→ Problem to work on
Starting at the line with "Target: man's face" in it, reproduce each line below through the last one, exactly, and include nothing else.

[Coordinate annotation entries]
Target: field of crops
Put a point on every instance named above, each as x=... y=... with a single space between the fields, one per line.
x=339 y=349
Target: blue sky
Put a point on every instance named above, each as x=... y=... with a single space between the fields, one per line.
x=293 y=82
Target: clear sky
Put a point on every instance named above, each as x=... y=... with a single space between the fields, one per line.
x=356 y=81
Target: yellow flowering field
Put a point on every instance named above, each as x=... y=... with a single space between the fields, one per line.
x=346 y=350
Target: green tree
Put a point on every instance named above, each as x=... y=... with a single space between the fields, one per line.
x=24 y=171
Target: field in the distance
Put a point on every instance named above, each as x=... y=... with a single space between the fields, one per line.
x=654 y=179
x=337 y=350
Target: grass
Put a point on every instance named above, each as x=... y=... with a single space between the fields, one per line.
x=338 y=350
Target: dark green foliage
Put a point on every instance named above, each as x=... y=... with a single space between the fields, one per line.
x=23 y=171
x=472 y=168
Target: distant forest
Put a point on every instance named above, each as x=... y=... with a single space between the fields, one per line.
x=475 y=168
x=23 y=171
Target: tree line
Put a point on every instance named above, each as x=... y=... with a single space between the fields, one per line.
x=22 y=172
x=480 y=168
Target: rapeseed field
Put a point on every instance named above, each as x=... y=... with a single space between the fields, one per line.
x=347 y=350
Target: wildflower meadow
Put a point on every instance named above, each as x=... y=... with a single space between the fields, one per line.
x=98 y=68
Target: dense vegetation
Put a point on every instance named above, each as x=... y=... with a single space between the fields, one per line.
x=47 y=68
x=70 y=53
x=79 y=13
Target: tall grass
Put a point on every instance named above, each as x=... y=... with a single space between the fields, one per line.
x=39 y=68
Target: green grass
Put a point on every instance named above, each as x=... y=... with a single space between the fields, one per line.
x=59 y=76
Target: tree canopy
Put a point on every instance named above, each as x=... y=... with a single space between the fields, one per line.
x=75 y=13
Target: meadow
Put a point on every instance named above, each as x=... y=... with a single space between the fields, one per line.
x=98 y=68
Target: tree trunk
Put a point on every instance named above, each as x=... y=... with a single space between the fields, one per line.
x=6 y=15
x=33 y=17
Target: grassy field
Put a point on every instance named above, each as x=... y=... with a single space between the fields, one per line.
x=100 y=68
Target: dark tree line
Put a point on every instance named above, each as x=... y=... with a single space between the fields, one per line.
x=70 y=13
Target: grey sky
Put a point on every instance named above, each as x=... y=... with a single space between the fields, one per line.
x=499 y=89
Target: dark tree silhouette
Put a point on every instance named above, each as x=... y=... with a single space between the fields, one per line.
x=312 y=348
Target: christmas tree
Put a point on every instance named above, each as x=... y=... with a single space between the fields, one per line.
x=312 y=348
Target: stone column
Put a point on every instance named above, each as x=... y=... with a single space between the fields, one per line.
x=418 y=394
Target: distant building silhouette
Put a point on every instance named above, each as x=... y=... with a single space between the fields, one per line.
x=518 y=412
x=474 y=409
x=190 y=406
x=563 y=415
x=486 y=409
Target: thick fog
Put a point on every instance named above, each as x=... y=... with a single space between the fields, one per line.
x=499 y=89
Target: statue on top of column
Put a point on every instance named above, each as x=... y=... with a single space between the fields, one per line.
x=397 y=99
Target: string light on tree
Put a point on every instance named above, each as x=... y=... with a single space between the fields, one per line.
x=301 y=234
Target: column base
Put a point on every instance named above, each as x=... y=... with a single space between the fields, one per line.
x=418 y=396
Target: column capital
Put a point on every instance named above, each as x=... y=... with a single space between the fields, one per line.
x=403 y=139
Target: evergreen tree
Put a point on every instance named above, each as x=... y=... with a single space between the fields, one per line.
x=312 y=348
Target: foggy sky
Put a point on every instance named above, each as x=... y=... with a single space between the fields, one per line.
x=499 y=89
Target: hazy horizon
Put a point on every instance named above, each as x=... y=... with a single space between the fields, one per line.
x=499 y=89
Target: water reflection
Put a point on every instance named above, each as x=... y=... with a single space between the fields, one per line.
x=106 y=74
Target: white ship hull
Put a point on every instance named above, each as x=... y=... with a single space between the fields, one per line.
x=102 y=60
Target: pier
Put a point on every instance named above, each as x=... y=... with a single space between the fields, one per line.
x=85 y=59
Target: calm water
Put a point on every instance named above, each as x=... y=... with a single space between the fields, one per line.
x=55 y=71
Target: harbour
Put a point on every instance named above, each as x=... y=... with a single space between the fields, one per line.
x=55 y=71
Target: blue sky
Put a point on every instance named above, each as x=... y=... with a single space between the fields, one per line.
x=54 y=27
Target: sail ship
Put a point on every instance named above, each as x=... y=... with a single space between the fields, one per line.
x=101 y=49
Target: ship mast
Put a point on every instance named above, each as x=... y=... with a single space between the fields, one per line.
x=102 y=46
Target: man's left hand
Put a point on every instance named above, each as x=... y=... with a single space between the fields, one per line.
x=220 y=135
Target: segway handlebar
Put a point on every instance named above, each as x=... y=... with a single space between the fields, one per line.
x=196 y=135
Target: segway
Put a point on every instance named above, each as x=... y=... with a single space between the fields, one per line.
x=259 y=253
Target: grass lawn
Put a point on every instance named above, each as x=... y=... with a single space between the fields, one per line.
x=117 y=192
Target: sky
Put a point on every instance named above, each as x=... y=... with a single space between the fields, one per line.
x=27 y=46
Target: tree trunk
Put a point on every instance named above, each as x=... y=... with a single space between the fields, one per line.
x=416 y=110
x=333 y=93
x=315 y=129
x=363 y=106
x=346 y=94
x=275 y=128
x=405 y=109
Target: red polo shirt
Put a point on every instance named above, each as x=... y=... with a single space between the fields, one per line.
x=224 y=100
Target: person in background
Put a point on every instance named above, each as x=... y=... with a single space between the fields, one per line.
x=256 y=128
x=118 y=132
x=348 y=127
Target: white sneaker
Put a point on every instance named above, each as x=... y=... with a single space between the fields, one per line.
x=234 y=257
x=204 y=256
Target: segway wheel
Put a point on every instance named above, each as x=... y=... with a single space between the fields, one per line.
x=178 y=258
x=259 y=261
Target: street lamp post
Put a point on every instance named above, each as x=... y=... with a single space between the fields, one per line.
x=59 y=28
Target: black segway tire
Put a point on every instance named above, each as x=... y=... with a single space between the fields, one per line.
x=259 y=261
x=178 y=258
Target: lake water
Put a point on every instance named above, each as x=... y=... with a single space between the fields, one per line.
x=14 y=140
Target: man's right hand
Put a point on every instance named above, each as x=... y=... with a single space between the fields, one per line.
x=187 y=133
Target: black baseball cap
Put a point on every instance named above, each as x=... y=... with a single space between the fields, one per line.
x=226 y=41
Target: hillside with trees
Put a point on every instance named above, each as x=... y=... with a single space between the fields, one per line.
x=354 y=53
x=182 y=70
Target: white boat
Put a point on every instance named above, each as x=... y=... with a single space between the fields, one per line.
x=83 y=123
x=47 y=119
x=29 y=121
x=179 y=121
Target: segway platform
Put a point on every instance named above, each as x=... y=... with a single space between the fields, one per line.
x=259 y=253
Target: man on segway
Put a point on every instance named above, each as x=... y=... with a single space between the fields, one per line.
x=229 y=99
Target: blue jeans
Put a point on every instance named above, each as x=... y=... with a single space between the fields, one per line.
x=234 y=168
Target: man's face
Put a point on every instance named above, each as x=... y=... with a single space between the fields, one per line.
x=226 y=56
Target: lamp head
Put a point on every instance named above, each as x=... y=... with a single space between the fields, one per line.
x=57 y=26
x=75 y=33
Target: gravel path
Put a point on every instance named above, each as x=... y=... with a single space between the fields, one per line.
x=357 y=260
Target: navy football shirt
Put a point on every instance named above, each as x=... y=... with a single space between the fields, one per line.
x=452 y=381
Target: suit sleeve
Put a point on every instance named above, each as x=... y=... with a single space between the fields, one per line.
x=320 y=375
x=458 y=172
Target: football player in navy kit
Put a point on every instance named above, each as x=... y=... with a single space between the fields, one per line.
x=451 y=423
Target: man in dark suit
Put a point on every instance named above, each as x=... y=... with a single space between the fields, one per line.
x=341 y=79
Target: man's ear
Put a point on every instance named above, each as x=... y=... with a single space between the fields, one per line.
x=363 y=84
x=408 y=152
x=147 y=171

→ Answer for this exercise
Target: man's face
Put a point on every instance named above, each as x=... y=... with a single space between the fields, one per line.
x=226 y=56
Target: lamp head
Put a point on every instance named above, each as x=... y=... with a single space between the fields, one per line.
x=57 y=26
x=75 y=33
Target: gravel path
Put a point on every instance named above, each as x=... y=... with a single space between the fields, one per line.
x=357 y=260
Target: navy football shirt
Put a point on every instance named above, each as x=... y=... with a single space between the fields, one per line.
x=452 y=381
Target: suit sleeve
Put a point on every instance named above, each as x=... y=... with a single space between the fields, one per line.
x=320 y=375
x=458 y=172
Target: football player in navy kit
Put a point on every instance named above, each as x=... y=... with a single space between the fields, one per line.
x=451 y=423
Target: man in dark suit
Put a point on every instance named above, each as x=... y=... with a single space between the fields, one per line.
x=341 y=79
Target: man's ear
Put a point on every instance named above, each as x=... y=... with a single space between the fields, one per line.
x=363 y=84
x=408 y=152
x=147 y=171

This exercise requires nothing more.